----- DATA TO USE -----

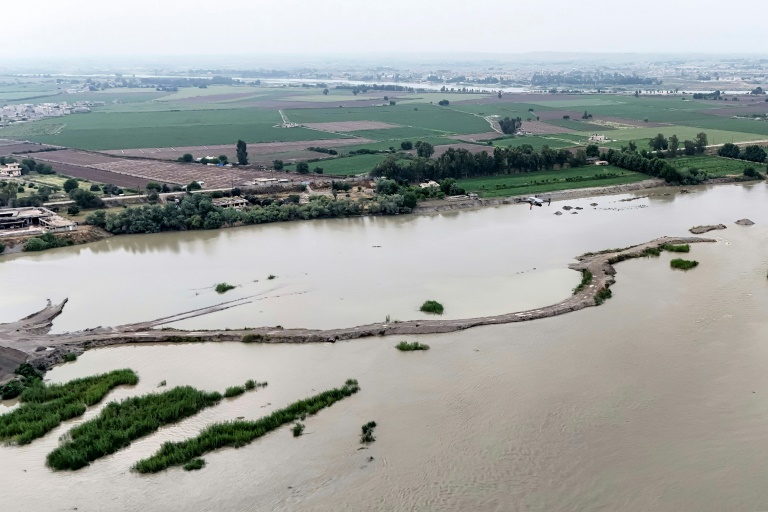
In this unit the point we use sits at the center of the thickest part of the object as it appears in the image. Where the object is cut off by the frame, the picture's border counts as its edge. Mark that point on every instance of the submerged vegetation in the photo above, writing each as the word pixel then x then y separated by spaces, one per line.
pixel 367 436
pixel 45 406
pixel 432 307
pixel 240 433
pixel 602 296
pixel 194 465
pixel 683 264
pixel 676 248
pixel 224 287
pixel 122 422
pixel 404 346
pixel 586 279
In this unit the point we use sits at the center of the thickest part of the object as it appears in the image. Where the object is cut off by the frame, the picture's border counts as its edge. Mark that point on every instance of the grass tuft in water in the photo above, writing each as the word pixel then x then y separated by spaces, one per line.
pixel 240 433
pixel 404 346
pixel 683 264
pixel 45 406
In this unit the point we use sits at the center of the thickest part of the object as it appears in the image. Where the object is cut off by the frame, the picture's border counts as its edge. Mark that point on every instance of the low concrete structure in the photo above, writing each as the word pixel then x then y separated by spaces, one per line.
pixel 236 203
pixel 32 220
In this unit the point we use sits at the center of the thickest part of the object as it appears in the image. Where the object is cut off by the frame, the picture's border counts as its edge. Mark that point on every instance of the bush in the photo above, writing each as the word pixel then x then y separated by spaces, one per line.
pixel 432 307
pixel 404 346
pixel 223 287
pixel 683 264
pixel 194 465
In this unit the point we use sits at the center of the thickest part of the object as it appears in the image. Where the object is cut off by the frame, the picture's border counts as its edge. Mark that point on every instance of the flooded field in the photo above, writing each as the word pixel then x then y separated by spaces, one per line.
pixel 654 401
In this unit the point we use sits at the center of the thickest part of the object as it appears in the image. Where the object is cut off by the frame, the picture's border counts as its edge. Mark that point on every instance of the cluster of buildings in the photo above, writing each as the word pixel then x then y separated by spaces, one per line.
pixel 32 112
pixel 32 221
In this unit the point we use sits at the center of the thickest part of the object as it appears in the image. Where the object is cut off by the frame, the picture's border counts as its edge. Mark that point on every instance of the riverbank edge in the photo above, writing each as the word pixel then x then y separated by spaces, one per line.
pixel 31 335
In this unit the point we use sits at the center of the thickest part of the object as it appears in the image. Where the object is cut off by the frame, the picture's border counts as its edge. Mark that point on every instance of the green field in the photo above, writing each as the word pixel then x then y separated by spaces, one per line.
pixel 548 181
pixel 358 164
pixel 714 165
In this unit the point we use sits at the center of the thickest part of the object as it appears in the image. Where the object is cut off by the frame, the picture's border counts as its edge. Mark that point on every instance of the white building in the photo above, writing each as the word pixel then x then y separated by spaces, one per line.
pixel 12 170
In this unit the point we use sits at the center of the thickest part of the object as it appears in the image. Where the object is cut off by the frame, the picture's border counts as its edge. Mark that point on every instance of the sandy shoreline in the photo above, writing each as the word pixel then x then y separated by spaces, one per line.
pixel 30 337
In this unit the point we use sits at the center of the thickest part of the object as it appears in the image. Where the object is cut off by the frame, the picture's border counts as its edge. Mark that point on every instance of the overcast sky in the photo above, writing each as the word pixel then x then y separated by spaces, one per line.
pixel 72 28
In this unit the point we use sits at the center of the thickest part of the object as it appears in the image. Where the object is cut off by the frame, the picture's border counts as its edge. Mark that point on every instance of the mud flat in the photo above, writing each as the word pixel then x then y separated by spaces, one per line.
pixel 31 335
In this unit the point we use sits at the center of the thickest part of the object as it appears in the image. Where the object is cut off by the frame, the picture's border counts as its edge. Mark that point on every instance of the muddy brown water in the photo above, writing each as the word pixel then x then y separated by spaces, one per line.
pixel 655 401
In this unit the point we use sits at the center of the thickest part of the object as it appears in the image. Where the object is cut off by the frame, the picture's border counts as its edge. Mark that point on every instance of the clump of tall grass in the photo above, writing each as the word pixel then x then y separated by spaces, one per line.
pixel 234 391
pixel 404 346
pixel 683 264
pixel 223 287
pixel 676 248
pixel 602 296
pixel 240 433
pixel 586 279
pixel 122 422
pixel 367 436
pixel 45 406
pixel 194 465
pixel 433 307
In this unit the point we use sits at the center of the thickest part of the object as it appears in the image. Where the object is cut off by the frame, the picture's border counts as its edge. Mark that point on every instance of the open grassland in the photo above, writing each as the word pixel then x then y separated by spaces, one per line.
pixel 427 117
pixel 714 165
pixel 550 181
pixel 350 165
pixel 98 131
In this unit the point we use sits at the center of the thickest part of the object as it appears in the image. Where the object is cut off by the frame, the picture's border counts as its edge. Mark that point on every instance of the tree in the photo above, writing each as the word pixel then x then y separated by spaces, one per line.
pixel 242 154
pixel 729 150
pixel 674 144
pixel 659 142
pixel 754 153
pixel 700 142
pixel 70 185
pixel 425 150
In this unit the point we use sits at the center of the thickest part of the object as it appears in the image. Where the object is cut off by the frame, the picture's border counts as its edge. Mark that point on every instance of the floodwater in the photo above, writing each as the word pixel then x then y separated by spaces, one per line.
pixel 656 400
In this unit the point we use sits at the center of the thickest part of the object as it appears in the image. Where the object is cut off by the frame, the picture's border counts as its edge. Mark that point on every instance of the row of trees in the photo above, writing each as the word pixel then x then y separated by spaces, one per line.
pixel 672 144
pixel 460 163
pixel 753 152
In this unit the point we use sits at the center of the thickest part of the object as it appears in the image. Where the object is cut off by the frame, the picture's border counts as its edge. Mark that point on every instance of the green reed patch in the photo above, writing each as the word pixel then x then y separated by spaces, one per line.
pixel 122 422
pixel 45 406
pixel 683 264
pixel 240 433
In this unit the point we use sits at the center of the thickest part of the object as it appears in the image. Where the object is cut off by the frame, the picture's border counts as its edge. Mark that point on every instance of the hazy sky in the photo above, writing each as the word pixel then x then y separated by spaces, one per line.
pixel 56 28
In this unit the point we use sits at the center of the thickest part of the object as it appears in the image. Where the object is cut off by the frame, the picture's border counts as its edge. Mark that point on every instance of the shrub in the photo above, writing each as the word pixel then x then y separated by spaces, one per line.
pixel 586 279
pixel 367 436
pixel 683 264
pixel 404 346
pixel 223 287
pixel 194 465
pixel 432 307
pixel 602 296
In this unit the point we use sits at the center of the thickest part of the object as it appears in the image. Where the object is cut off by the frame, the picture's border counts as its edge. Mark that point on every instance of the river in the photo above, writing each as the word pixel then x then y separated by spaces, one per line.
pixel 654 401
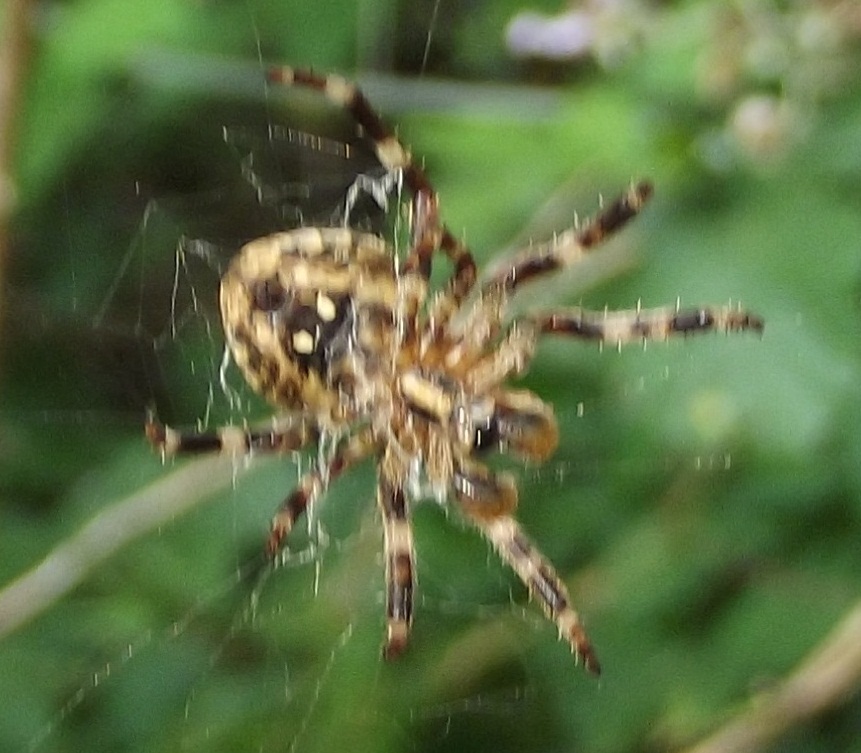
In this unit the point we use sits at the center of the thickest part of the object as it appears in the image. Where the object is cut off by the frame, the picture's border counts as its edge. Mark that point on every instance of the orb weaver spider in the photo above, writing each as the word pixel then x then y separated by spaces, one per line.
pixel 341 335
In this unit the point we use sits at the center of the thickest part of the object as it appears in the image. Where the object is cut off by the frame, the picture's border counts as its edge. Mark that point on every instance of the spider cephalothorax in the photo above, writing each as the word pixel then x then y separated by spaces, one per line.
pixel 338 333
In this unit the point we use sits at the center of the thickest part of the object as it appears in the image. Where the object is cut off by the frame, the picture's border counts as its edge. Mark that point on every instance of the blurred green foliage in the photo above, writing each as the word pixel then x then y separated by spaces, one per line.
pixel 705 502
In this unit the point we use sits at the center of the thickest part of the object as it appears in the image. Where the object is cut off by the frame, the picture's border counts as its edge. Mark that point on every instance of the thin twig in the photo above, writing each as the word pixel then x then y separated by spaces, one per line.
pixel 828 678
pixel 14 53
pixel 113 528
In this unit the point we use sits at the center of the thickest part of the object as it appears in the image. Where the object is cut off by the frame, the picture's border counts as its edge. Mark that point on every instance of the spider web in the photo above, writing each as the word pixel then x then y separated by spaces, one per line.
pixel 297 632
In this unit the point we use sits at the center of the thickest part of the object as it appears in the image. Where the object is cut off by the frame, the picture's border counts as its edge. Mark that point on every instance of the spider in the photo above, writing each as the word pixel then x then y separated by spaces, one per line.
pixel 343 337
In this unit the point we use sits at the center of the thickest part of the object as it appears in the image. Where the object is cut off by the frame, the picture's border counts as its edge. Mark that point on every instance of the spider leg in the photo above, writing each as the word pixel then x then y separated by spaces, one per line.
pixel 313 484
pixel 489 500
pixel 428 233
pixel 543 582
pixel 399 556
pixel 570 246
pixel 232 440
pixel 619 327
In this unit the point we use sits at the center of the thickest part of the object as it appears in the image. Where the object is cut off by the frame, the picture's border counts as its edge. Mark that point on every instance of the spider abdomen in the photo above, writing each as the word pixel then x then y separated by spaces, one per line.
pixel 310 318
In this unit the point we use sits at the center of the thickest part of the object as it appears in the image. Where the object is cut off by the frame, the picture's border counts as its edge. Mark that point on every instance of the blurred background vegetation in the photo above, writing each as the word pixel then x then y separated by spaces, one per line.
pixel 705 502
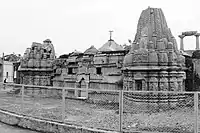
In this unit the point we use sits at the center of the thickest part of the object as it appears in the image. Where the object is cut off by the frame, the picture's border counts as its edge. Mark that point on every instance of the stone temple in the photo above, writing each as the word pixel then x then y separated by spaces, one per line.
pixel 154 63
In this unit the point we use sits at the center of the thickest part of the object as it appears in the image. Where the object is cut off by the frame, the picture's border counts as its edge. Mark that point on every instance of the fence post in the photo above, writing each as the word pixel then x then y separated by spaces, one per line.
pixel 63 104
pixel 22 99
pixel 196 98
pixel 120 109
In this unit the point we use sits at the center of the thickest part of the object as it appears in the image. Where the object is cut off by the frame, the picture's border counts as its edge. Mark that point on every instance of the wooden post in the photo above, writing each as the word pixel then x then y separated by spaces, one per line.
pixel 63 104
pixel 22 98
pixel 120 110
pixel 196 98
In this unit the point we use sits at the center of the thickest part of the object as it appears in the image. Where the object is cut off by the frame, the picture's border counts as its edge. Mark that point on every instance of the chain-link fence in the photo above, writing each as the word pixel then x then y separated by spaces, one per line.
pixel 116 110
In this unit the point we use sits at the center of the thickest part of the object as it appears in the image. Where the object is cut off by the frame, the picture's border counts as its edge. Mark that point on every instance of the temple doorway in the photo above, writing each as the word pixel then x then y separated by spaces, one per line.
pixel 82 93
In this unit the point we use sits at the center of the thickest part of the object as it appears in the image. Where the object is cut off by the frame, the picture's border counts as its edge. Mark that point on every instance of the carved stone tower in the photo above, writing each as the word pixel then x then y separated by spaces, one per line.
pixel 154 62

-----

▸ **REQUIREMENT**
Your answer should be the line with "of the carved" and all lines after it in the listing above, repeated exactly. No other lines belong.

▸ **EXERCISE SOLUTION**
In this unit the point we use sits at the center of the thickest part of the object as it appears in the image. Where the object is cut off by the frame, the picture's border counts as its edge. Mark that point on every instance of the carved stone tower in the photo above, writing each as the word pixel then x then y separated by spaces, one per line.
pixel 154 62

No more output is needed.